Photo-based referring expression data
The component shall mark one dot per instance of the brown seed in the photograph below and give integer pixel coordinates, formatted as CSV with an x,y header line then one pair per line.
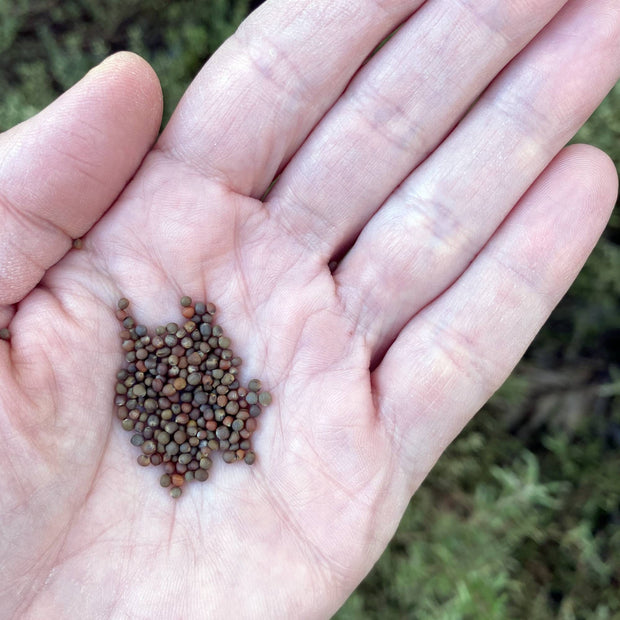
x,y
194,378
144,460
168,390
264,399
237,425
255,385
179,383
201,475
177,480
137,440
222,433
139,390
128,424
180,436
172,448
149,447
229,456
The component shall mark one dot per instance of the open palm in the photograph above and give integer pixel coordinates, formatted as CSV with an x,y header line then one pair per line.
x,y
457,222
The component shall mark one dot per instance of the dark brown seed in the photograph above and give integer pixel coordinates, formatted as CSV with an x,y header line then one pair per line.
x,y
144,460
139,390
255,385
194,378
184,459
222,433
264,399
149,447
172,448
179,383
137,440
201,475
128,424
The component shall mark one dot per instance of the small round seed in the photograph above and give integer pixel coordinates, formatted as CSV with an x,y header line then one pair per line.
x,y
201,475
149,447
222,433
255,385
177,480
264,399
137,440
128,424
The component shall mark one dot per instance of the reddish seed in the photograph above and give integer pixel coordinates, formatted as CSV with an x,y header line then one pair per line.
x,y
177,480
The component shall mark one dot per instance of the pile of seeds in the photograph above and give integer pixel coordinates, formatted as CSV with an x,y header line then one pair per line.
x,y
178,393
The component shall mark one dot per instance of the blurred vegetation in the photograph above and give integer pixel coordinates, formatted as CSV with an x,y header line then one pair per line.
x,y
520,518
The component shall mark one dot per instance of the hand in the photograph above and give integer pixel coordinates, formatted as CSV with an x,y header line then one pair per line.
x,y
458,220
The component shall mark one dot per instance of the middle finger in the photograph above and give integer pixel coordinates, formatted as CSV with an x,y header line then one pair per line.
x,y
433,68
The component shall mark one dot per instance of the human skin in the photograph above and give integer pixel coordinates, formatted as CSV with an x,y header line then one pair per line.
x,y
435,173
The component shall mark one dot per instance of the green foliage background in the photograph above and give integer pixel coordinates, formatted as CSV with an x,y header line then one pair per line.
x,y
520,518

▶ **Problem to solve**
Your answer must be the records above, word for word, with every picture left out.

▶ **Task result**
The component shall mark one dot per instance of the brown seed in the photograph below and give integer pixel coordinates, formatted as CSV with an x,y header line then one pair per line.
x,y
194,378
144,460
168,390
264,399
237,425
255,385
179,383
201,475
177,480
137,440
222,433
139,390
128,424
180,436
172,448
149,447
229,456
The component shall mark one dot per instance of the open palm in the photograph above and give integer pixel coordinates, formatted as CSV with an x,y header line then one pair per line.
x,y
457,222
The component shall mark one dot per instance of the dark brown seed in the photograph above and give integer pixel coordinates, formatted as CSV with an x,y header line then one pair per line.
x,y
144,460
139,390
255,385
194,378
184,459
222,433
264,399
149,447
172,448
179,383
137,440
201,475
128,424
The component shall mark one dot per instance of the small round seed in the photograph above and give integer pixel coordinates, formatted as CSV with an x,y header line then one pair per line.
x,y
201,475
149,447
222,433
255,385
177,480
264,399
137,440
128,424
The component shall mark one dot per instance of the reddish seed in the photograph above and give integer pixel coordinates, formatted as CSV with an x,y header line then one pair per line.
x,y
177,480
The component shall mark one dot per instance of the pile of seeds in the photograph above and give integer pixel coordinates, formatted as CSV with an x,y header line then one pair per line.
x,y
178,393
The component shall mark one dot per instance of the blurred vegetation in the photograph above and give integer pixel coordinates, formatted as CSV with an x,y header line then one pair per line.
x,y
520,518
The component shall mark one dot per instance of the hand in the photograph above and give integer pixel coordinates, formatted as CSV with an x,y header line then one pair per line.
x,y
458,220
The component shall mark one dot per instance of the middle finger in the photograph above and give integer pixel coordinates, formatted as CSV with an x,y header line then one pair per line.
x,y
433,68
The component shall mark one dot per instance of the human skin in the photograph above and give integer pixel coordinates, formatted as CSV with an x,y header line then one pair per line.
x,y
435,173
The component shall mark one dot per instance of the green foliage background in the photograph above and give integer pixel coordinates, formatted as CSV with an x,y header line then one pair per line.
x,y
520,518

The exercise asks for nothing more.